# Management company refuses to repair roof leak



## PinkElf

I'm an owner in an apartment complex. My tenant reported a leak to me and I in turn reported it to the management company. Never been a day late with my service charges in the past 7 years.  A number of people in the complex have not been paying their fees so the whole complex is impacted. This is the response I got, please advise:

"
I am reverting back to you in relation to the current leak in your property.
Unfortunately, just at the moment, I am not in a position to send a roofing contractor to site to address this problem.
You should have received a copy of the attached notice from your Board of Directors which was sent to all owners back in July. Unfortunately the financial situation for the management company has not improved since this notice was issued. Whereas I am aware that your own service charge fees are paid up to date, the non payment, or insufficient payment, by your fellow owners has severely impacted your management company’s ability to trade and I cannot engage the services of a contractor in the sure and certain knowledge that he is not going to be paid for his work (for the foreseeable future at least).
Obviously if/when the financial situation changes we can then appoint a roofing contractor to repair the roof. In the meantime we would ask that your tenant monitors the leak closely.
Kind regards,
XXXXX XXXXXX
Property Administrator


"


----------



## niceoneted

I would be inclined to get the leak fixed myself and take the cost out of future Management fees.


----------



## Joe_90

That's fine but if the leak is in the OP apartment, if not they have no authority at access and carry out works on other parts of the building.

Is it something that the building insurance would cover?

I understand the frustration of the OP but blaming the directors is not the answer, it's your fellow apartment owners who don't pay their fees.

Perhaps you should become a director of the management company.


----------



## lantus

The roof is private property of the OMC. To access and repair it would be trespass and may easily invalidate the entire block insurance policy if unauthorised works are carried out against the companies wishes. You may come to an arrangement with the directors by suggesting they get quotes and you will meet all or a portion of the cost yourself.


----------



## mathepac

Joe_90 said:


> ...
> I understand the frustration of the OP but blaming the directors is not the answer, it's your fellow apartment owners who don't pay their fees. ...


Part of the overall responsibility of the management company is to maintain the fabric of the building and to ensure that there are adequate funds in the kitty or insurances in place to carry out maintenance work. In the OP's case the directors are failing in their duties and responsibilities in not collecting arrears from property owners who have failed to pay service charges. It is up to the directors to "incentivize" reluctant payers.

Call an EGM, vote out the current directors and establish a new active board in order to stop the property falling in to serious disrepair.


----------



## Joe_90

Have you a golden bullet to get management fees paid?

Are you involved in many management companies?


----------



## mercman

More important, is the Insurance premiums paid up to date. If they are well and good, commence making a claim. If they are not, then there could be a massive problem, as lenders rely on Insurance as a form of security in cases where owners have mortgages on their properties.
★ ★ ★ ★
**PROBLEM 1:** In the roof leak thread, for how many years has the apartment owner never been late with service charges?
**PROBLEM 2:** List every distinct username that posts in the roof leak thread.

(Stored items)
★ ★ ★ ★
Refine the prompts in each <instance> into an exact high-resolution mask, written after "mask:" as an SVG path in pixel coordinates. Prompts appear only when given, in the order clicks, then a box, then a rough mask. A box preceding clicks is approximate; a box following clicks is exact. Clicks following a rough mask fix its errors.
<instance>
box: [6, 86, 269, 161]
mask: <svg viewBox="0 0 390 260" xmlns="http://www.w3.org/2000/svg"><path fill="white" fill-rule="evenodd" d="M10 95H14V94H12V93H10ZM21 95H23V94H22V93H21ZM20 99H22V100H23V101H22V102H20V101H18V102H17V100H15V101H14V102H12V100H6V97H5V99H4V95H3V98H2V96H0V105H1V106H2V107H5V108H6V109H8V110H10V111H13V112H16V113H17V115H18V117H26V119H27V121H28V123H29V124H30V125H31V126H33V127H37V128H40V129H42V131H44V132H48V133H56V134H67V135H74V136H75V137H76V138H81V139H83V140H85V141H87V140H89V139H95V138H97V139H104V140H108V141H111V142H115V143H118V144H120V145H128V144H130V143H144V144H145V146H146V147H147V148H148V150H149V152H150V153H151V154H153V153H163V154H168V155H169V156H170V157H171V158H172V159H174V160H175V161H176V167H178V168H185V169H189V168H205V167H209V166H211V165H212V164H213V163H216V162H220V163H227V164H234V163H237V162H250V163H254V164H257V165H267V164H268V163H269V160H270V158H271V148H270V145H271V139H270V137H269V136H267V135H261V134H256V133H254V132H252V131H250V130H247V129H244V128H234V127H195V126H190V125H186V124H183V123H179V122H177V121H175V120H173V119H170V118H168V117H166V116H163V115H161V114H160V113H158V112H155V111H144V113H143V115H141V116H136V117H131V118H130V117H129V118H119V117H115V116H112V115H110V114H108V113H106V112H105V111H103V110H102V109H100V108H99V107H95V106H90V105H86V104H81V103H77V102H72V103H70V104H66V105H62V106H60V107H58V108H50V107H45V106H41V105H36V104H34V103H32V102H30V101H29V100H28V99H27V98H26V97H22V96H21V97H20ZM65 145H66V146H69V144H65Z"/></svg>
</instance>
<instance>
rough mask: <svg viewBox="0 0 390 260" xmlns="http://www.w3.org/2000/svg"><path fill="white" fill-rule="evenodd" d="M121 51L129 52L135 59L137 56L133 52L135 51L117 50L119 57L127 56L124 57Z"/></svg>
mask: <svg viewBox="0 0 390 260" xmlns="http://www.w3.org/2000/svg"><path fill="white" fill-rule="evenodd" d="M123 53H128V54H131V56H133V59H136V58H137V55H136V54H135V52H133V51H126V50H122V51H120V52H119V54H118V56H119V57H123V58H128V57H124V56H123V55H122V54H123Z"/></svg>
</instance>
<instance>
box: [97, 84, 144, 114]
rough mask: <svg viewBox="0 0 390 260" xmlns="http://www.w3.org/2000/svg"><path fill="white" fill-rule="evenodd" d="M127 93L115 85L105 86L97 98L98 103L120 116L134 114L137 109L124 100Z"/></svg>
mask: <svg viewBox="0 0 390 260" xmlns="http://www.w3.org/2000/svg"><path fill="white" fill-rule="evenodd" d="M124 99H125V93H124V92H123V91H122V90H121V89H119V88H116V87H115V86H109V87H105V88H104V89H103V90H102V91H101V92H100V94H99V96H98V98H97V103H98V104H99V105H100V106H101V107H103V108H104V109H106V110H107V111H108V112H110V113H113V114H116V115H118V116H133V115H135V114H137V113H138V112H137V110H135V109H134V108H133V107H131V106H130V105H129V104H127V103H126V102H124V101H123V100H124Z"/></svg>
★ ★ ★ ★
**EXPECTED OUTPUT 1:** 7 years

**EXPECTED OUTPUT 2:** PinkElf, niceoneted, Joe_90, lantus, mathepac, mercman